### List of tasks
1 > Using the blog post on God as mystery, answer each question on its own line:
(a) Which books has the writer chosen to include while reading the Bible through in order?
(b) Whose army does Judith defeat?
(c) Within how many days did the leaders promise to surrender if God did not rescue them?
2 > For each statement, say yes or no depending on whether the blog post on God as mystery agrees with it, and back each answer with the deciding words from the post:
(a) The Apocryphal books are canonical in most Protestant traditions.
(b) The writer credits Jeremiah with the image of God as the potter and people as the clay.
(c) The writer believes psychology has fully explained human beings.
3 > Translate this sentence from the blog post on God as mystery into Spanish: "It seems to me that sureness is an enemy to entering God's presence and submitting to God's workings."

Tuesday, February 17, 2009

God as Mystery

Judith 8:14 You cannot plumb the depths of the human heart or understand the workings of the human mind; how do you expect to search out God who made all these things and find out his mind or comprehend his thought?

In my quest to read the Bible through "in order" I have decided to include the Apocryphal books, which are canonical in the Jewish and Catholic traditions, but not in most Protestant traditions. We'll see how I do once the main Old Testament books are completed; that is, how long I am willing to delay my entry into the New Testament. So here I am at Judith, the story of a woman who defeats the army of Holofernes, who is holding siege to her town in Judah. Her wisdom is in evidence in this statement she makes to the leaders, who have made a rash promise to the people that they will surrender if God does not come to their rescue within five days. She takes matters into her own hands.

She is scolding them here for putting God to the test; what do you know of God's ways, she asks them. If human beings are a mystery -- and despite many advances in the area of psychology, I think it is fair to say that ultimately they remain very mysterious -- how much more so is God, the Creator of all that is. If he is the potter and we are the clay, as Jeremiah tells us, how can we even begin to understand what God is and what God is about? I often think this is a factor that is missing in our public conversations about God and religion these days. It seems to me that sureness is an enemy to entering God's presence and submitting to God's workings.

### Dataset rows
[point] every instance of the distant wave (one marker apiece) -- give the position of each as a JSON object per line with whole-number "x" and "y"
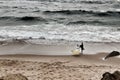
{"x": 25, "y": 18}
{"x": 87, "y": 22}
{"x": 93, "y": 2}
{"x": 79, "y": 12}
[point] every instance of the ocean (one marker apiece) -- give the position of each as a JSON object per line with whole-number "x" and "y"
{"x": 44, "y": 21}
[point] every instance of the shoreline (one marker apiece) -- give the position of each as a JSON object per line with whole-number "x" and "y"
{"x": 21, "y": 47}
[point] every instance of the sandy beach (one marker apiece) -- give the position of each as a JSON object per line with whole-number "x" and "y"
{"x": 55, "y": 67}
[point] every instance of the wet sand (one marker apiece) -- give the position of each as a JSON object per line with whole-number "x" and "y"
{"x": 34, "y": 67}
{"x": 29, "y": 60}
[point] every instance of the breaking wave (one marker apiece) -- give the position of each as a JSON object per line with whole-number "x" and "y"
{"x": 25, "y": 18}
{"x": 82, "y": 12}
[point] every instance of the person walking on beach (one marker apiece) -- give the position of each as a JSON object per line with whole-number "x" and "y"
{"x": 81, "y": 47}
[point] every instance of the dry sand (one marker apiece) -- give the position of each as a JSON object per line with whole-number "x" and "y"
{"x": 86, "y": 67}
{"x": 67, "y": 67}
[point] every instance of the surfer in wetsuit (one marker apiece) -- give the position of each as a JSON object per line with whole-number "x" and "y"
{"x": 81, "y": 47}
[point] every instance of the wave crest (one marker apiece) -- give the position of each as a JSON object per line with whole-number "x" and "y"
{"x": 73, "y": 12}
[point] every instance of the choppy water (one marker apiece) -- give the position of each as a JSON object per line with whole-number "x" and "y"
{"x": 62, "y": 20}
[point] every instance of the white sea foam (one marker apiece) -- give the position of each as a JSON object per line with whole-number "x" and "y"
{"x": 62, "y": 32}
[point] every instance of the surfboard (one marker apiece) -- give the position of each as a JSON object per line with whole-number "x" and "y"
{"x": 75, "y": 52}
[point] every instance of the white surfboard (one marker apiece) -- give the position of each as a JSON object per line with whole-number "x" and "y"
{"x": 75, "y": 52}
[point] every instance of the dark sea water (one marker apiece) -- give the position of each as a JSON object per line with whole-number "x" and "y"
{"x": 60, "y": 20}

### Results in order
1 >
(a) The Apocryphal books
(b) The army of Holofernes
(c) Five days

2 >
(a) No: "but not in most Protestant traditions"
(b) Yes: "as Jeremiah tells us"
(c) No: "despite many advances in the area of psychology, I think it is fair to say that ultimately they remain very mysterious"

3 > Me parece que la certeza es enemiga de entrar en la presencia de Dios y de someterse a las obras de Dios.